──────── Provided data ────────
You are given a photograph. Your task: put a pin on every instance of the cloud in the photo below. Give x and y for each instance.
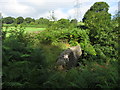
(41, 8)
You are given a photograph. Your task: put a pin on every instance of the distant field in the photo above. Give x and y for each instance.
(27, 29)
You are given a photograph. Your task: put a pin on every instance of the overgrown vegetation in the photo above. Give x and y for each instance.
(29, 59)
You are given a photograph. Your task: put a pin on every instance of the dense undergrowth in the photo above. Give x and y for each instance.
(29, 60)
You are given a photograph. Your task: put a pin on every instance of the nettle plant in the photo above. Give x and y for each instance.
(72, 36)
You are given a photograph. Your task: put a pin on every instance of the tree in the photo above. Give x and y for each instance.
(29, 20)
(98, 20)
(8, 20)
(19, 20)
(101, 34)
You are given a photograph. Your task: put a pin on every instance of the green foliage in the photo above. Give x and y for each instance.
────────
**Task brief**
Copy out all of the records above word for word, leaving out the pictures.

**Solution to this task**
You are given a photograph. Your task: put a pin on every instance of the cloud in the photo below. Give x and y for each instance.
(41, 8)
You are given a photograph. Your task: put a pin on every instance of the distant field in the photo above. Give x and y for each instance.
(27, 29)
You are given a photograph. Your task: put a pin on every instance of the overgrown vegetation in the photo above. Give x and y for each instance.
(29, 59)
You are given a photograph. Your task: put a pin on every instance of the dense undergrowth in the photo above. Give x and y for each instance.
(29, 60)
You are given a photograph. Your task: put a pin on every instance of the nettle plant in the photo above. Give x and y for each instance.
(72, 36)
You are given a photograph. Your task: put a pin on every instance of the tree in the photo above. Give x and y for each instance.
(29, 20)
(98, 20)
(8, 20)
(19, 20)
(101, 34)
You are given a photograph. Your task: put a pin on every instance of the green foliage in the photo above. Give x and y for each instance.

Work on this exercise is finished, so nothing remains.